• Language: en

PoPy Data Format

The PoPy data file records observation and dosing regimens for each individual in a study.

The columns or fields in the data file are split into four main types in Table 5:-

Table 5 PoPy data fields
Field Comment
Required Fields TYPE/ID/TIME
Dosing Fields dosing regime data
Observation Fields observed measurements
Extra Fields extra co-variate information

The data file values for each field can be accessed using the c[X] notation in the PoPy script file.

Required Fields

A PoPy data set requires the following fields:-

  • TYPE - type of row
  • ID - identity
  • TIME - time field

Note the names ‘TYPE’, ‘ID’ and ‘TIME’ are the default names of these three required fields. You can use other field names if you choose to redefine them in the script file DATA_FIELDS section.


The ‘TYPE’ field specifies the event that is happening in each row of the data file. The different types of row are as follows:-

  • obs - Measurements that contribute to the log likelihood as defined in the PREDICTIONS section.
  • dose - Creates a dose according to the dosing functions in the DERIVATIVES section.
  • pred - Extra prediction data points. PoPy will output extra p[X] data at these time points, but they do not contribute to the likelihood.
  • reset - Set the s[X] compartment states back to the initial values (usually zero)
  • reset+dose - A ‘reset’ combined with a ‘dose’ event.

The row types above have direct equivalents in Nonmem in terms of the EVID integer values.

Typically a drug trial data set mainly consists mainly of ‘obs’ and ‘dose’ rows with a few ‘reset’ rows, per subject.


The ‘ID’ field value defines the individual for a given row. As PoPy is a PopPK/PD system. The ‘ID’ field is required because the data is split over multiple individuals to form a population.

Note that non-population analysis can be performed in PoPy by assigning all rows the same ‘ID’ value.


The ‘TIME’ field defines the time stamp for each row.

The time field is required to be monotonically increasing, unless a TYPE = ‘reset’ or ‘reset+dose’ row is reached. Note that when the ID identifier changes between rows, then an implicit ‘reset’ occurs.

For an example of a valid combination of TYPE/ID/TIME data see Table 6.

Table 6 PoPy time reset example
TYPE ID TIME comment
obs Bob 0.0 observation at time zero
dose Bob 4.0 dose for bob at time 4.0
obs Bob 4.0 observation for bob at time 4.0
obs Bob 8.0 later observation
obs Ruth 0.0 time goes back, ok cos new ID
dose Ruth 10.0 dose for Ruth at time 10.0
obs Ruth 20.0 later observation
reset Ruth 30.0 s[X] reset at time 30.0
obs Ruth 1.0 observation following reset

In Table 6 the time always increases or stays the same in consecutive rows, but time is allowed to go backwards after a new ID or a reset.

To-do list:
(1) For each statement below, say yes or no to whether it agrees with the PoPy data format text, and quote the deciding words from that text. (a) Rows of type ‘pred’ contribute to the likelihood. (b) A non-population analysis can be run by giving every row the same ‘ID’ value. (c) The default names of the required fields can be changed in the script file DATA_FIELDS section.
(2) Carry on the PoPy data format text, picking up right after its final sentence.

Data excerpt:
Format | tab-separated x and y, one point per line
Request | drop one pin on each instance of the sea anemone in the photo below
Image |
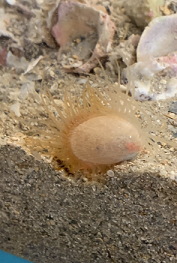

Task-by-task outputs:
(1)
(a) No: "they do not contribute to the likelihood."
(b) Yes: "non-population analysis can be performed in PoPy by assigning all rows the same ‘ID’ value."
(c) Yes: "You can use other field names if you choose to redefine them in the script file DATA_FIELDS section."

(2)
Dosing Fields

Dosing events are created in the data file using ‘dose’ values in the TYPE field.

There are two methods of associating data dose rows with the DERIVATIVES section in the PoPy script file, as follows:-

The first involves using just the ‘dose’ value, the second involves defining dose type names.

The amount of each dose is usually specified in an AMT field, see below.


Note in PoPy AMT is not a keyword. It is just the conventional name for the dose amount field used in this documentation. See AMT for the Nonmem keyword.

Single Dose Type

The simplest way to create doses at a set of fixed times is shown in Table 7.

Table 7 PoPy single dose type example
dose 1.0 100 dose of 100 at time 1.0
dose 2.0 200 dose of 200 at time 2.0
dose 3.0 100 dose of 100 at time 3.0

Note that this creates 3 doses at times [1.0, 2.0, 3.0]. The script file loading this data set should have a DERIVATIVES section something like:-

    d[DEPOT] = @bolus{amt: c[AMT]} - m[KE] * s[DEPOT]

Note that the @bolus dose has no name associated with it.

Multiple Dose Types

If you have multiple types of dose in your analysis, e.g. two different drugs being prescribed, then you need to give each dose type a name, as shown in Table 8.

Table 8 PoPy multi dose type example
dose:drug1 1.0 100 0 100 units of drug1
dose:drug2 2.0 0 200 200 units of drug2
dose:drug1 3.0 50 0 50 units of drug1

The data file above creates 2 doses of drug1 and 1 dose of drug2. The script file loading this data set should have a DERIVATIVES section something like:-

    dose[drug1] = @bolus{amt: c[AMT_DRUG1]}
    dose[drug2] = @bolus{amt: c[AMT_DRUG2]}
    d[DEPOT1] = dose[drug1] - m[KE1] * s[DEPOT1]
    d[DEPOT2] = dose[drug2] - m[KE2] * s[DEPOT2]

The important aspect here is that the @bolus doses are defined with names ‘drug1’ and ‘drug2’. These names also appear in the TYPE field in the data set as ‘dose:drug1’ and ‘dose:drug2’.

An alternative naming syntax is as follows:-

    d[DEPOT1] = @bolus{amt: c[AMT_DRUG1], name: 'drug1'} - m[KE1] * s[DEPOT1]
    d[DEPOT2] = @bolus{amt: c[AMT_DRUG2], name: 'drug2'} - m[KE2] * s[DEPOT2]

Note that when creating a PoPy data set, you only need to specify a name for each type of dose. You can leave the modelling decision of where each dose appears in the compartment model to a later time.

Observation Fields

Another important set of fields in the data file are the columns that define observed measurements. Observation rows are defined by setting TYPE = ‘obs’.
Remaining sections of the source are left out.